* YOUR OBJECTIVE: Can you turn the lines below into a Markdown table with the columns "Row" and "Line", starting at the line that contains "Confirm that each instance of the dog's face", continuing through the last line, and leaving out any blank lines?

= = = =

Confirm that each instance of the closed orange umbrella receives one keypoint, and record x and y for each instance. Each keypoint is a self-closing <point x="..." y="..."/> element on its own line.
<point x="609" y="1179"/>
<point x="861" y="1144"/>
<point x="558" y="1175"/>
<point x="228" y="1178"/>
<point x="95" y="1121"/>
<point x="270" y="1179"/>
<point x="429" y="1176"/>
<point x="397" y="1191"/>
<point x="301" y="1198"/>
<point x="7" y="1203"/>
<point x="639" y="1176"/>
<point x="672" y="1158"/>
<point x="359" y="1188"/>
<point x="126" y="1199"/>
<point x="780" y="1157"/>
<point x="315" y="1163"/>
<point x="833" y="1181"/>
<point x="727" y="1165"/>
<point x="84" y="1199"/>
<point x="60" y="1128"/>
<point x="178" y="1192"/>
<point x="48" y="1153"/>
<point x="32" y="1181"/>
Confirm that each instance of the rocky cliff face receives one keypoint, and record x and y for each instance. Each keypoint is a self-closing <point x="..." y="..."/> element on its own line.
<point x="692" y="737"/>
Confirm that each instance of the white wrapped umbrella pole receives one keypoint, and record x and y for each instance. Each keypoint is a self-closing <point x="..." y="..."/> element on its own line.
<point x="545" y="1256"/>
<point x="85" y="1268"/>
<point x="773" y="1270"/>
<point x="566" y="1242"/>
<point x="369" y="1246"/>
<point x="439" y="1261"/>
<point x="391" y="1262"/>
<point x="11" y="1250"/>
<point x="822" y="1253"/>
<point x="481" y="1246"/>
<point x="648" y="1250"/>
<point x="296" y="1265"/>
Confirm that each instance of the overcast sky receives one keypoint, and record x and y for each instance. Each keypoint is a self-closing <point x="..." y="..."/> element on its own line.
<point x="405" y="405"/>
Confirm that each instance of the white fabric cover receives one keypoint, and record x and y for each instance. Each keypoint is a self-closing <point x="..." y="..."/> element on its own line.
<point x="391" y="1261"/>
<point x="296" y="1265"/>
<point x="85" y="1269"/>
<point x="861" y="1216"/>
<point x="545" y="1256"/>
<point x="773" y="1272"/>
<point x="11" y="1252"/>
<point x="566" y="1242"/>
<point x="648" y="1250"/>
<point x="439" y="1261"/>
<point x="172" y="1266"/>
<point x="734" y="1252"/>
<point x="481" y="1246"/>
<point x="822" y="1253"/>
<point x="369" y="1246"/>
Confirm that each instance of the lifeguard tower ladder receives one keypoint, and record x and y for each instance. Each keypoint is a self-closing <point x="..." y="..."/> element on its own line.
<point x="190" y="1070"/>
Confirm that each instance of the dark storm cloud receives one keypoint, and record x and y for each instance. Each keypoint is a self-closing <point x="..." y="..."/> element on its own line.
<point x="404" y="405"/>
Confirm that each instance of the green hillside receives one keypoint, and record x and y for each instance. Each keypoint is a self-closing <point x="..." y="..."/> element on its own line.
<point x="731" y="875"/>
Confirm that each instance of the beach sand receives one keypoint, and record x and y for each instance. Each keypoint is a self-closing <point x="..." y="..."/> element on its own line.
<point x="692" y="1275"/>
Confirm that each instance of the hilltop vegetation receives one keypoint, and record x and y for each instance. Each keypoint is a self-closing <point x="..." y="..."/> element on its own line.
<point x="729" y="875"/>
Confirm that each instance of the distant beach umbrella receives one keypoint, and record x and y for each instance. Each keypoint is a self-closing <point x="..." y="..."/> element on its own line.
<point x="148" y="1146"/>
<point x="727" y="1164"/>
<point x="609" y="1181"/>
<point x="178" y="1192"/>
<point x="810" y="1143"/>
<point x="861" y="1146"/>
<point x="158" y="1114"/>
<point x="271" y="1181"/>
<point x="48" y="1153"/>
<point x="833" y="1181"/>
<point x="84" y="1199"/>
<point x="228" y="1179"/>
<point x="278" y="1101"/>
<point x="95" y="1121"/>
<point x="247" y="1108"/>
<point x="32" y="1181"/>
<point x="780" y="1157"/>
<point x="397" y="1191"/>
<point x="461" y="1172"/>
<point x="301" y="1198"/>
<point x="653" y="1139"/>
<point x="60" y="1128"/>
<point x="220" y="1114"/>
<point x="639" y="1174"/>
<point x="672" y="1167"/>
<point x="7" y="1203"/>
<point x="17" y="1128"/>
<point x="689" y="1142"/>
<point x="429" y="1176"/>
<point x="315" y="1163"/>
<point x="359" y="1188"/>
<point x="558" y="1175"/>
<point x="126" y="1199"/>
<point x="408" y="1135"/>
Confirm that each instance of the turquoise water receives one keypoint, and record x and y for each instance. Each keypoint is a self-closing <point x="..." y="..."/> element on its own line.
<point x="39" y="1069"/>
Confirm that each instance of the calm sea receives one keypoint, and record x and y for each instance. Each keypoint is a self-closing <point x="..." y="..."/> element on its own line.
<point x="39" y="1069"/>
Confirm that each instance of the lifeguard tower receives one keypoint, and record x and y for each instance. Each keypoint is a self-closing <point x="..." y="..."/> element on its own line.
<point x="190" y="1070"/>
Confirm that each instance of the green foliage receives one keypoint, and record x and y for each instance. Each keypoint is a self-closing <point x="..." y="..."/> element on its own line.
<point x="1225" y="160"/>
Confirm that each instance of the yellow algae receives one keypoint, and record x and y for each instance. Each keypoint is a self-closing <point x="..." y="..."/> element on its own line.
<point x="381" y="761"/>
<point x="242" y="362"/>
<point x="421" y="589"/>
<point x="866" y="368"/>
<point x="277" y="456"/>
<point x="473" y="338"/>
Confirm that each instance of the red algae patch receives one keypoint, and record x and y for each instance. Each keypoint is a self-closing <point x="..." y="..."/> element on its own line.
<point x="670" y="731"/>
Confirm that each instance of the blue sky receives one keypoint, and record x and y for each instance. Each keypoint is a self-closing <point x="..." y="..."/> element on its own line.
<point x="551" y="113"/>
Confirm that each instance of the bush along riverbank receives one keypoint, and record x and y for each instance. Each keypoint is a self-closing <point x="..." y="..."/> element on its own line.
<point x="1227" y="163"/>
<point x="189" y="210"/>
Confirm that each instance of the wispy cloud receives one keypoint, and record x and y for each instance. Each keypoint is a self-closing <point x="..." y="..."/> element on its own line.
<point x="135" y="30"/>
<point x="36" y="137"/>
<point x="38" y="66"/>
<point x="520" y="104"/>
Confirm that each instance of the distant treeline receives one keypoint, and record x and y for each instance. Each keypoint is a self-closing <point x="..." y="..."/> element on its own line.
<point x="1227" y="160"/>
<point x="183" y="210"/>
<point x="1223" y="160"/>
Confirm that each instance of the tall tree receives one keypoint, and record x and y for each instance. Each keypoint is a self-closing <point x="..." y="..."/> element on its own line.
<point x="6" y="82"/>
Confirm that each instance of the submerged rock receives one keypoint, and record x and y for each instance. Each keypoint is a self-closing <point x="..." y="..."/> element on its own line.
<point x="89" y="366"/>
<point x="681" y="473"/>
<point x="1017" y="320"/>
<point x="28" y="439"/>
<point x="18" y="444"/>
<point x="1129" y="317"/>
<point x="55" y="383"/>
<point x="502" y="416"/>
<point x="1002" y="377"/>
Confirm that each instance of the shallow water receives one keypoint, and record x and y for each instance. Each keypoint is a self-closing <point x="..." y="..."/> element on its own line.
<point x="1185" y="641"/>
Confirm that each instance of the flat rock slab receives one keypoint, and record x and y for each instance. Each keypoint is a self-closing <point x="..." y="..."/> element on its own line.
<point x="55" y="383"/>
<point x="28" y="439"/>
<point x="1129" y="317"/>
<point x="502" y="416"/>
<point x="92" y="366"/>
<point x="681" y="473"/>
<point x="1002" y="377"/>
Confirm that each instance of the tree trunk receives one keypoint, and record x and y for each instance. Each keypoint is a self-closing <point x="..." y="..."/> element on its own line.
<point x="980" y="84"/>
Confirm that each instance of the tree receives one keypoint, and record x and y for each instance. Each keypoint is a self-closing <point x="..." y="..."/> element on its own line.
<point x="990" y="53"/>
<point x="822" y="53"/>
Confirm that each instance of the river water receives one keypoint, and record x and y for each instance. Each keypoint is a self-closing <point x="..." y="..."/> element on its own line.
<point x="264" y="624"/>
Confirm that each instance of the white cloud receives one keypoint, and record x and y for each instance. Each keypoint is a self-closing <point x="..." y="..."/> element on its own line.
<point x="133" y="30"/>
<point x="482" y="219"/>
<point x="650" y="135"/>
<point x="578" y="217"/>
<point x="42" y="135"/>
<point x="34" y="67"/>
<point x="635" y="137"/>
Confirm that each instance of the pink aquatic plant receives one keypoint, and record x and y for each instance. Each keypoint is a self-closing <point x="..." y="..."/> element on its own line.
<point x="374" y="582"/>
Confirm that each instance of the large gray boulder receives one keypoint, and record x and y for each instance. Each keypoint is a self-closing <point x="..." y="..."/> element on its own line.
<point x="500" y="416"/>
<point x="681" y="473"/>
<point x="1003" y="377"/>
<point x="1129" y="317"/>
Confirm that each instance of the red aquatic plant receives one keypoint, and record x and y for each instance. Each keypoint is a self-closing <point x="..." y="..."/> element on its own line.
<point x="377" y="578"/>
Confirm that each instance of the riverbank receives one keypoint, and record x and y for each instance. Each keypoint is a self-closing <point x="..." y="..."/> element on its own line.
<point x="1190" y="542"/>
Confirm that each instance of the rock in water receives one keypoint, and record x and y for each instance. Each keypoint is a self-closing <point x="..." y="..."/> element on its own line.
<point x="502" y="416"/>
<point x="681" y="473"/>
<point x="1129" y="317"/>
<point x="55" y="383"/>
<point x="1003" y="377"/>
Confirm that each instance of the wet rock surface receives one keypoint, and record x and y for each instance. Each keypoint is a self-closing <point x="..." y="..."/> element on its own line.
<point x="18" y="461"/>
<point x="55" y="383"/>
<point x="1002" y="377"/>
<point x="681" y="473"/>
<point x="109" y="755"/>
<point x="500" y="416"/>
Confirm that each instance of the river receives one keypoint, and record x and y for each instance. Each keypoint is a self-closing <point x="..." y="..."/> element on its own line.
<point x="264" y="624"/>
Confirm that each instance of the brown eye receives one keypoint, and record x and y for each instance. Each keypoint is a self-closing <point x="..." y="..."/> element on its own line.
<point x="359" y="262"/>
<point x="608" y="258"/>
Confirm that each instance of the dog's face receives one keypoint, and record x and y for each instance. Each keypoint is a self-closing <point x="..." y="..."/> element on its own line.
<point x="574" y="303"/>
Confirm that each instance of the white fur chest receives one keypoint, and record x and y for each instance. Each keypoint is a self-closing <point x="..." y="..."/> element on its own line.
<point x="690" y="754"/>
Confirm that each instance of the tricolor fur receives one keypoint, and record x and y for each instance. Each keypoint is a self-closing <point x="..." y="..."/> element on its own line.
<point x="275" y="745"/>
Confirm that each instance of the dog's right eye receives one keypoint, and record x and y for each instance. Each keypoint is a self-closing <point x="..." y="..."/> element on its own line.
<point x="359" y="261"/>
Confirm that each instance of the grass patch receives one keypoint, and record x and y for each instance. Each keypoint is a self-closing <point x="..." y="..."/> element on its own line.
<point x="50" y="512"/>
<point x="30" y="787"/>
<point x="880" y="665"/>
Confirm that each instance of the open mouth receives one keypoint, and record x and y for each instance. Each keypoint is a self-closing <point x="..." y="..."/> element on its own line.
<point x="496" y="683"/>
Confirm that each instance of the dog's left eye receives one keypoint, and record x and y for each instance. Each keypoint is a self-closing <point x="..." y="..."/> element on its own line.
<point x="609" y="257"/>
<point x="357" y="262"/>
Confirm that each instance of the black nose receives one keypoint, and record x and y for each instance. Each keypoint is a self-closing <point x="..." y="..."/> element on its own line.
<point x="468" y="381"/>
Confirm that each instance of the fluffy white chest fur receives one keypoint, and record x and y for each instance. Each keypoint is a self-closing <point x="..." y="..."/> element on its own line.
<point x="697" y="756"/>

= = = =

* WRITTEN SOLUTION:
| Row | Line |
|---|---|
| 1 | Confirm that each instance of the dog's face receives one keypoint, and record x and y for each instance. Each keypoint is a self-closing <point x="..." y="..."/> element on its own line. |
| 2 | <point x="574" y="303"/> |
| 3 | Confirm that each instance of the white fur chest receives one keypoint, and record x and y for each instance. Each keypoint is a self-closing <point x="..." y="..."/> element on its own line. |
| 4 | <point x="690" y="754"/> |
| 5 | Confirm that each instance of the tricolor fur receives one keypoint, and record x and y for each instance. Each keypoint is a self-closing <point x="..." y="..."/> element on its own line. |
| 6 | <point x="275" y="745"/> |
| 7 | Confirm that each instance of the dog's right eye receives one keypoint, and record x and y for each instance. Each keypoint is a self-closing <point x="..." y="..."/> element on its own line. |
| 8 | <point x="359" y="261"/> |
| 9 | Confirm that each instance of the grass patch receives one keypoint, and record x and y for each instance. Each keypoint is a self-closing <point x="..." y="..."/> element on its own line. |
| 10 | <point x="50" y="512"/> |
| 11 | <point x="30" y="787"/> |
| 12 | <point x="880" y="665"/> |
| 13 | Confirm that each instance of the open mouth receives one keypoint, and record x and y for each instance. Each keypoint is a self-closing <point x="..." y="..."/> element on its own line. |
| 14 | <point x="496" y="683"/> |
| 15 | Confirm that each instance of the dog's left eye receives one keypoint, and record x and y for each instance. Each keypoint is a self-closing <point x="..." y="..."/> element on its own line. |
| 16 | <point x="609" y="257"/> |
| 17 | <point x="357" y="262"/> |
| 18 | Confirm that each instance of the black nose receives one keypoint, and record x and y for each instance. Each keypoint is a self-closing <point x="..." y="..."/> element on its own line. |
| 19 | <point x="468" y="381"/> |
| 20 | Confirm that each instance of the fluffy white chest fur receives one keypoint, and record x and y for each instance. Each keypoint is a self-closing <point x="..." y="..."/> element on its own line. |
| 21 | <point x="697" y="756"/> |